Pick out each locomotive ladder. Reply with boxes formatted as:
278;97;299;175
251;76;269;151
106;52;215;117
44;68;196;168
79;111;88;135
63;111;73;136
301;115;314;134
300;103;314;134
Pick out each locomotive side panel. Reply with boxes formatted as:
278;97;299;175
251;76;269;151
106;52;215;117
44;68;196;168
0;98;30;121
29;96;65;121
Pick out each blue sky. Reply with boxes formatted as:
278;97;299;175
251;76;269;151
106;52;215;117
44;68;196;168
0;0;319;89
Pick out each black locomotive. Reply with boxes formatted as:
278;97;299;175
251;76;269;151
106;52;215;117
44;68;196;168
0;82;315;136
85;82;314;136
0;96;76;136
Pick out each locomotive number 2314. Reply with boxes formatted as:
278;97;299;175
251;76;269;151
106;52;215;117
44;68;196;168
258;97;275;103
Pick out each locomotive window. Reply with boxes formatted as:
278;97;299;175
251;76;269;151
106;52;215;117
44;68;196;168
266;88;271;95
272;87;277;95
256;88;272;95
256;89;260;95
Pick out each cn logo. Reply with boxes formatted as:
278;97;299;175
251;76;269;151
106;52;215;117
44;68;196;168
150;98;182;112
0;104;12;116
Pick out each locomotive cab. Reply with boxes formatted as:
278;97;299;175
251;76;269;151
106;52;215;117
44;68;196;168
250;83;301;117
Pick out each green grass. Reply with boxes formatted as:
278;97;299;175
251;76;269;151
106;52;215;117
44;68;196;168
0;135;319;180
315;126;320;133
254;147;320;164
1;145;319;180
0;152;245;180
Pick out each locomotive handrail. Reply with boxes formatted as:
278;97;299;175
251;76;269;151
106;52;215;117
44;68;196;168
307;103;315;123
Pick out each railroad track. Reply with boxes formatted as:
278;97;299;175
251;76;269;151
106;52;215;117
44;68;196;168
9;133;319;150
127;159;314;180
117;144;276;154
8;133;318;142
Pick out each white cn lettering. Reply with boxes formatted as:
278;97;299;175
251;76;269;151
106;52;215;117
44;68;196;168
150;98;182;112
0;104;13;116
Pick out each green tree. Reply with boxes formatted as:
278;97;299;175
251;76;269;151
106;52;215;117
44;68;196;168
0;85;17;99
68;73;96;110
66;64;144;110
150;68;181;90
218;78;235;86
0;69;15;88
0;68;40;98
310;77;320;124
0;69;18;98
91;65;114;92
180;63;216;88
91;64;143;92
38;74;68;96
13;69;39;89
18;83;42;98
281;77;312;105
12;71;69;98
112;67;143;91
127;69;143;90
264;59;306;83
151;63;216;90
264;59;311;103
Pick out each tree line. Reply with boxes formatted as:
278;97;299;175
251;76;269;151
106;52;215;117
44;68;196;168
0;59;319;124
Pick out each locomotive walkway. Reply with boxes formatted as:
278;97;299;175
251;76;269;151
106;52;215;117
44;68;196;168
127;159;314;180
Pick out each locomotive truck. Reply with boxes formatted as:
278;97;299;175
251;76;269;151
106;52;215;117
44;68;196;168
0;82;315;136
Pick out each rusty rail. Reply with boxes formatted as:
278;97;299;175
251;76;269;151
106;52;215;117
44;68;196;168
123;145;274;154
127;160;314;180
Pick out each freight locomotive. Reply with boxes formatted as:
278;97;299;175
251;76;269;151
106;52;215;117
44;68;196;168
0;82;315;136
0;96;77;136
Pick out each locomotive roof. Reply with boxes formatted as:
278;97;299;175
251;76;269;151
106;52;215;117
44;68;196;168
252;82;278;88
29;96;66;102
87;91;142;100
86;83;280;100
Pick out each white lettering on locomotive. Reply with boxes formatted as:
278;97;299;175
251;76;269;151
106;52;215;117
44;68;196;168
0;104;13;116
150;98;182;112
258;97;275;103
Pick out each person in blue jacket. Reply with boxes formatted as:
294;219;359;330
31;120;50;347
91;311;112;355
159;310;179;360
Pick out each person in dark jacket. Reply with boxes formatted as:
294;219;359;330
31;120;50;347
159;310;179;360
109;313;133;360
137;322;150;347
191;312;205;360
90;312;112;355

* * *

The task >> Please return the entire listing, unchanged.

Solution >>
Pick out each locomotive ladder. Reply with boxes formatted as:
278;97;299;175
251;76;269;151
106;52;215;117
44;68;196;168
79;111;88;135
63;111;73;136
301;115;314;134
300;103;314;134
Pick out each locomotive side panel. Reply with boxes formatted as:
278;97;299;175
251;76;269;151
106;52;215;117
44;68;196;168
0;98;30;121
29;96;65;121
Pick out each blue sky. Reply with boxes formatted as:
278;97;299;175
251;76;269;151
106;52;215;117
44;68;196;168
0;0;319;89
Pick out each black locomotive. Reply with boxes formatted as:
278;97;299;175
251;76;269;151
106;52;215;117
44;68;196;168
0;82;315;136
85;82;314;136
0;96;76;136
Pick out each locomotive number 2314. Reply with boxes formatted as:
278;97;299;175
251;76;269;151
106;52;215;117
44;68;196;168
258;97;275;103
Pick out each locomotive window. Reply with boxes formatted as:
278;97;299;175
251;76;269;151
106;52;215;117
44;68;196;168
266;88;271;95
272;87;277;95
256;88;272;95
256;89;260;95
Pick out each cn logo. Reply with boxes formatted as:
278;97;299;175
251;76;269;151
106;52;215;117
44;68;196;168
150;98;182;112
0;104;12;116
Pick out each locomotive cab. Reply with boxes formatted as:
278;97;299;175
251;76;269;151
106;52;215;117
44;68;196;168
250;83;301;117
Pick out each green grass. Reply with boxes formatted as:
278;97;299;175
251;76;269;151
106;52;215;117
44;68;196;168
0;135;319;180
315;126;320;133
254;147;320;164
1;145;319;180
0;152;245;180
Pick out each locomotive handrail. Reply with boxes formatted as:
278;97;299;175
251;76;269;151
106;52;215;117
44;68;196;168
307;103;315;123
Pick out each railroad track. Reply with boxes formatted as:
278;97;299;175
251;76;269;151
106;52;215;117
44;68;196;168
9;133;319;150
127;159;314;180
117;144;276;154
8;133;318;142
Pick out each white cn lettering. Reply with boxes formatted as:
278;97;299;175
251;76;269;151
106;52;215;117
44;68;196;168
150;98;182;112
0;104;13;116
Pick out each green tree. Reply with boxes formatted as:
278;97;299;175
251;76;269;151
106;52;215;117
44;68;196;168
0;85;17;99
68;73;96;110
66;64;144;110
150;68;181;90
218;78;235;86
0;69;15;88
0;68;40;98
310;77;320;124
0;69;18;98
91;65;114;92
180;63;216;88
91;64;143;92
38;74;68;96
13;69;39;89
18;83;42;98
281;77;312;105
12;71;69;98
112;67;143;91
127;69;143;90
264;59;306;83
151;63;216;90
264;59;311;103
Pick out each tree line. Reply with boxes formatted as:
278;97;299;175
251;76;269;151
106;52;215;117
44;68;196;168
0;59;319;124
Pick out each locomotive walkway. Reply with boxes formatted as:
278;97;299;175
251;76;269;151
106;52;215;117
44;68;196;168
127;159;314;180
Pick out each locomotive truck. Reply with boxes formatted as:
278;97;299;175
251;76;269;151
106;52;215;117
44;68;196;168
0;82;315;136
Pick out each rusty rail. Reply with boxes formatted as:
278;97;299;175
251;76;269;151
106;52;215;117
44;68;196;168
123;145;274;154
127;160;314;180
Pick out each freight locomotive. Reply with boxes formatted as:
278;97;299;175
251;76;269;151
106;52;215;117
44;68;196;168
0;82;315;136
0;96;77;136
Pick out each locomotive roof. Reply with boxes formatted as:
278;97;299;175
251;76;269;151
106;52;215;117
44;68;196;168
252;82;278;88
29;96;66;102
87;91;142;100
86;83;280;100
Pick out each white lettering on locomotive. Reply with boxes formatted as:
278;97;299;175
251;76;269;151
106;52;215;117
44;68;196;168
0;104;13;116
150;98;182;112
258;97;275;103
Pick out each person in blue jacket. Reply with boxes formatted as:
294;219;359;330
31;120;50;347
91;311;112;355
159;310;179;360
Pick out each person in dark jacket. Reply with boxes formatted as:
294;219;359;330
31;120;50;347
159;310;179;360
109;313;133;360
137;322;150;347
191;312;205;360
90;312;112;355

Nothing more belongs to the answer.